-- Begin Items --

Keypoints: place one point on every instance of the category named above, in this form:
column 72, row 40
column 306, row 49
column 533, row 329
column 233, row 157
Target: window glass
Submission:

-- End Items --

Every record above must be duplicated exactly.

Keypoints: place one point on every instance of the category named above, in this form:
column 72, row 40
column 306, row 49
column 533, row 329
column 233, row 157
Target: window glass
Submission:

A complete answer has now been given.